[EXCERPT PROVIDED start]

In exemplary embodiments, the second set of arbitration logic 308B may begin the arbitration process before the completion of the first set of arbitration logic 308A. This may ensure that the arbitration process is initiated promptly, even if there are ongoing arbitration decisions being made by the first set of arbitration logic 308A. By allowing the second set 308B to start arbitration logic prior to completion of the process by the first set 308A, potential delays in the overall transmission process are minimized and the overall efficiency of the NoC router 302 is enhanced. For example, if the first set of arbitration logic 308A is still processing the flits for one input port (e.g., 304A), the second set of arbitration logic 308B may start evaluating and arbitrating the flits from other input ports (e.g., 304B or 304C) destined for different output ports 310. This concurrent arbitration may maximize the utilization of the available bandwidth and reduce latency in data transmission.

In an embodiment, the two-set of arbitration logic modules 308 may receive the flits from multiple input ports 304, each associated with several VCs. Traditionally, the NoC may handle arbitration for all incoming packets in a serial manner, evaluating priority of each packet and deciding the order of transmitting the packet to the output port. In accordance with embodiments of the present disclosure, the two-set of arbitration logic modules 308 may divide the arbitration process into smaller, parallel operations. For example, if the NoC router 302 has three input ports (304A, 304B, 304C), each connected to two VCs, and two output ports; instead of sequentially evaluating all incoming flits for each output port 310, the two-set of arbitration logic modules 308 may perform the arbitration process in parallel. Each input port 304 may independently determine the best candidate flit for transmission to a specific output port 310, based on factors like priority, the QoS requirements, or available bandwidth. This parallel arbitration approach may significantly reduce the time required for arbitration and enable faster decision-making. In some scenarios, if the input port 304 has multiple flits destined for different output ports 310, parallel arbitration may allow each flit to be evaluated simultaneously. As a result, the two-set of arbitration logic modules 308 may efficiently allocate resources and minimize contention delays, leading to improved overall network performance and throughput. By breaking down arbitration into smaller, parallel operations, the two-set of arbitration logic modules 308 can handle data traffic more efficiently, ensuring optimal utilization of NoC resources.

In an embodiment, when arbitration is performed per-input port, the first set of arbitration logic 308A may consider the incoming flits from each individual source or input port 304 separately. The first set of arbitration logic 308A may determine which packets from a particular input port 304 should be prioritized or granted access to proceed further within the NoC router 302. For example, the arbitration per-input port 304 may involve deciding which data packets from core A, core B, core C, etc., should be allowed to move forward based on factors like priority, the QoS requirements, and the like.

[EXCERPT PROVIDED end]

* _WHAT THE TASK ASKS_:
Please answer these questions about the router arbitration excerpt:
1. In the example router with three input ports, how many VCs is each input port connected to?
2. While the first set of arbitration logic 308A is still processing the flits for input port 304A, what may the second set 308B start doing?
3. In per-input-port arbitration, which sources does the example name when deciding which data packets may move forward?
The entries aren't needed for this work.

[ENTRIES PROVIDED start]

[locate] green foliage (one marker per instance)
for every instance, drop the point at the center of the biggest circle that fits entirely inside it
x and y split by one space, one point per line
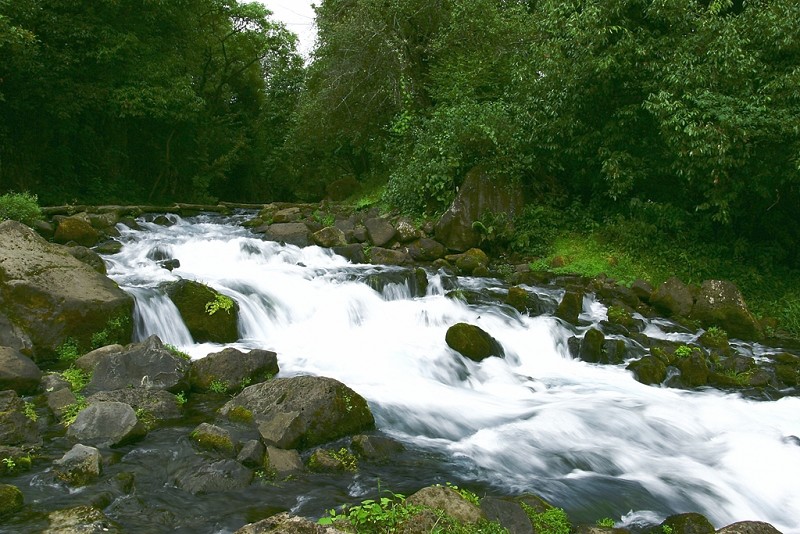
220 302
77 378
551 521
22 207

[ENTRIES PROVIDED end]

* _TASK SOLUTION_:
1. Two VCs.
2. Evaluating and arbitrating the flits from other input ports (e.g., 304B or 304C) destined for different output ports 310.
3. Core A, core B, core C, etc.